━━━ Information provided
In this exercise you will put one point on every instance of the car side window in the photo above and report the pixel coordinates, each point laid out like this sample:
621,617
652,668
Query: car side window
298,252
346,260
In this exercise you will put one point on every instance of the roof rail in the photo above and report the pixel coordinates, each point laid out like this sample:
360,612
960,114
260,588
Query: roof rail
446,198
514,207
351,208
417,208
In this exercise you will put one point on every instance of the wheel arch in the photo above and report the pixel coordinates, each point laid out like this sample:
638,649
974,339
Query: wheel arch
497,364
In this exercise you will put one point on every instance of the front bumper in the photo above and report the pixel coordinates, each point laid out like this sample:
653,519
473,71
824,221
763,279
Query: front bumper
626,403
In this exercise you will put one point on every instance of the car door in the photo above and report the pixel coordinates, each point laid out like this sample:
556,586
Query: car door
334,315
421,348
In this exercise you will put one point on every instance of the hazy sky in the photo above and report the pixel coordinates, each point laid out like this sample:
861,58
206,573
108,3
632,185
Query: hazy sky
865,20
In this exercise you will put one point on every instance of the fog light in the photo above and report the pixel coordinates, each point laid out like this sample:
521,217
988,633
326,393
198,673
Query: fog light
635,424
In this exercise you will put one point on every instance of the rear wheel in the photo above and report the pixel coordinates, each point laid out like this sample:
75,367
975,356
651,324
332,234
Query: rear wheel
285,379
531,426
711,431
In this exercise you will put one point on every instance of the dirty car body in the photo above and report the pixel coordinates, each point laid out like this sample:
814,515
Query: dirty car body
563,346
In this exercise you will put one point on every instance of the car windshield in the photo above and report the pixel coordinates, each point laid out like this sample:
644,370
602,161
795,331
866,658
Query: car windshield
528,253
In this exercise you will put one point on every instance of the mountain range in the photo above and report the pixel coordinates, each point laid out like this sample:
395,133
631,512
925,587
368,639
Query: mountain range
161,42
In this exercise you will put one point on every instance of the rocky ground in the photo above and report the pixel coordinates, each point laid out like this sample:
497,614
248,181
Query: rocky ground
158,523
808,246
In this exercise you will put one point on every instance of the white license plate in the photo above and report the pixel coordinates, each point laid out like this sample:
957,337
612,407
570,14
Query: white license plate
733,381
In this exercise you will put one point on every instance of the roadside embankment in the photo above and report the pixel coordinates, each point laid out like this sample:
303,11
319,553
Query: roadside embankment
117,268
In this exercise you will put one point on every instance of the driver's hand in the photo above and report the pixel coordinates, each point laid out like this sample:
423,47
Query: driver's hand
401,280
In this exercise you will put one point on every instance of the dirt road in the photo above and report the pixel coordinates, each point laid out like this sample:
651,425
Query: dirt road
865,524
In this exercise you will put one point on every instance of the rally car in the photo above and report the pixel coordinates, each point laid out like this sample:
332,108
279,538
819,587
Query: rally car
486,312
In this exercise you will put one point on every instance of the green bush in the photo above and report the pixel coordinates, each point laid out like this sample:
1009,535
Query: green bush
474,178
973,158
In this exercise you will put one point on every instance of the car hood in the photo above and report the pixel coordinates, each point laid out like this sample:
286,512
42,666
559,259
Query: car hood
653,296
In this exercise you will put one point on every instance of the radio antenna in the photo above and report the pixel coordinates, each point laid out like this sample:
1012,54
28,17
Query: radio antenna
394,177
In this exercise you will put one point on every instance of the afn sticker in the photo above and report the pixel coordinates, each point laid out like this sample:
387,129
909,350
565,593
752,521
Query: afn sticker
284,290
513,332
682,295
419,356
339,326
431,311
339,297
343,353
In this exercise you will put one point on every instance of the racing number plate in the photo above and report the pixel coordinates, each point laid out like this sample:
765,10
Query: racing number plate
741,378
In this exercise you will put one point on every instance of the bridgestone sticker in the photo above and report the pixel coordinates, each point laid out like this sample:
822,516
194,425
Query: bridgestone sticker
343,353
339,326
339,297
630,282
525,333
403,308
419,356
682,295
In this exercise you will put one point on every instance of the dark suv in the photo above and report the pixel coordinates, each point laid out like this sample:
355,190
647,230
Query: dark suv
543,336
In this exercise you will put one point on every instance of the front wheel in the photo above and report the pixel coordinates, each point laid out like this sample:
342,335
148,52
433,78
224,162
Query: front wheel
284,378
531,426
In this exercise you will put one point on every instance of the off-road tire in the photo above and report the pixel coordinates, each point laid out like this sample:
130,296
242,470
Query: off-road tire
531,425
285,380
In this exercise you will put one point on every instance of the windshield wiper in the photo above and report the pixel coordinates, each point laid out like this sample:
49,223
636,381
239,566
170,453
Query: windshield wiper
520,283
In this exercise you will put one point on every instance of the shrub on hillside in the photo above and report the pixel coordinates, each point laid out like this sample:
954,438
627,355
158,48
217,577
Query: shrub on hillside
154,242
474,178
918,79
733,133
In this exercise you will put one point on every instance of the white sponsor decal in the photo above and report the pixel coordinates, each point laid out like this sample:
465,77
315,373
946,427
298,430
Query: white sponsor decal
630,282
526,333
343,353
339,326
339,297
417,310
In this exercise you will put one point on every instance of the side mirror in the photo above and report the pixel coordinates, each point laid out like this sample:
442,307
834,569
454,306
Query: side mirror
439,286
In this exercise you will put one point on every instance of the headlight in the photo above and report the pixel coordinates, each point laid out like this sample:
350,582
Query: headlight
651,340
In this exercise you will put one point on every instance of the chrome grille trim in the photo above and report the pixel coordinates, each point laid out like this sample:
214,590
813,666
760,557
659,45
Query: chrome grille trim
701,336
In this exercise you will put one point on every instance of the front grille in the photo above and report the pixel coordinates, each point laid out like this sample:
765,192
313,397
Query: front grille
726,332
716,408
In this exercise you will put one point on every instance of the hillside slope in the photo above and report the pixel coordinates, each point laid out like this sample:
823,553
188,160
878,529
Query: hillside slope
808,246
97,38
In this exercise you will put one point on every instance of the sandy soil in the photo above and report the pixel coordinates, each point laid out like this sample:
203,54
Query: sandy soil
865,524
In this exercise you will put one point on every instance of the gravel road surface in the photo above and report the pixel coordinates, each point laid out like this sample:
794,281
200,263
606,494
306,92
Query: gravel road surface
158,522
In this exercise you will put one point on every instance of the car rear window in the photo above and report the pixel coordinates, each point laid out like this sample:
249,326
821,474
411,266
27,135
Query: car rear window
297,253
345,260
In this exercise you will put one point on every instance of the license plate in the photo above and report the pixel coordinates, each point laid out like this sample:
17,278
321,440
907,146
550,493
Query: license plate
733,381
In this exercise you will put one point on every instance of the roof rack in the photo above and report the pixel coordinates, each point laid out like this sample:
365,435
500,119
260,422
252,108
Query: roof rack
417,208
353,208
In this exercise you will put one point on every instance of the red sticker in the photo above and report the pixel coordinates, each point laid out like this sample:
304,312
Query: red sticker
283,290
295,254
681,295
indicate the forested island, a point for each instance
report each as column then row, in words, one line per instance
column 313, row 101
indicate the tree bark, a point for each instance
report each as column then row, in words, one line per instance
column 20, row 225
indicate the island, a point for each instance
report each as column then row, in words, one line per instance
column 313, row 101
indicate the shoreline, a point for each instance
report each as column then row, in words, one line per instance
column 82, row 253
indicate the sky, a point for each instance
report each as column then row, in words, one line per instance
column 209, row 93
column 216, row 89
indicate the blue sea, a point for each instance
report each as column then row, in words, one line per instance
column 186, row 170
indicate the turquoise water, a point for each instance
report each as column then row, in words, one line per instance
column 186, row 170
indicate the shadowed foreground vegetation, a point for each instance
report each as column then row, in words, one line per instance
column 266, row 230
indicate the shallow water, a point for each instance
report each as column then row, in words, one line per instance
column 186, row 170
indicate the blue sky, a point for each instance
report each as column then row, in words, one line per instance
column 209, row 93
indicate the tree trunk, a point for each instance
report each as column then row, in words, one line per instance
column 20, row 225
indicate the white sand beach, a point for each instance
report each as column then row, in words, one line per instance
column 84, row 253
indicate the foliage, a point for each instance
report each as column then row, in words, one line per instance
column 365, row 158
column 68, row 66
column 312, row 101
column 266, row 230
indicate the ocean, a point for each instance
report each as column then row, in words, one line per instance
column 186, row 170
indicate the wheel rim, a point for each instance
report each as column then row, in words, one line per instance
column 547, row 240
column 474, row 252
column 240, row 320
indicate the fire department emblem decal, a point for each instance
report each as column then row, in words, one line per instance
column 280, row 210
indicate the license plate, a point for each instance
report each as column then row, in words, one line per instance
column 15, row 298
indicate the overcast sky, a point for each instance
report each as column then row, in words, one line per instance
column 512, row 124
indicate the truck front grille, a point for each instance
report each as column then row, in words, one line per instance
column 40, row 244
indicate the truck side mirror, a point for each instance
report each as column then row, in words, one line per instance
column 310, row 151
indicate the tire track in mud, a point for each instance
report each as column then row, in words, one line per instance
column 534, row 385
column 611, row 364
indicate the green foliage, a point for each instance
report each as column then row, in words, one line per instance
━━━━━━
#### [Task instructions]
Given the records above, restate word for word only the lines starting at the one with "indicate the shallow" and ending at the one with "indicate the blue sky, a".

#### [The answer]
indicate the shallow water, a point for each instance
report each as column then row, in words, one line per instance
column 186, row 170
indicate the blue sky, a point for each instance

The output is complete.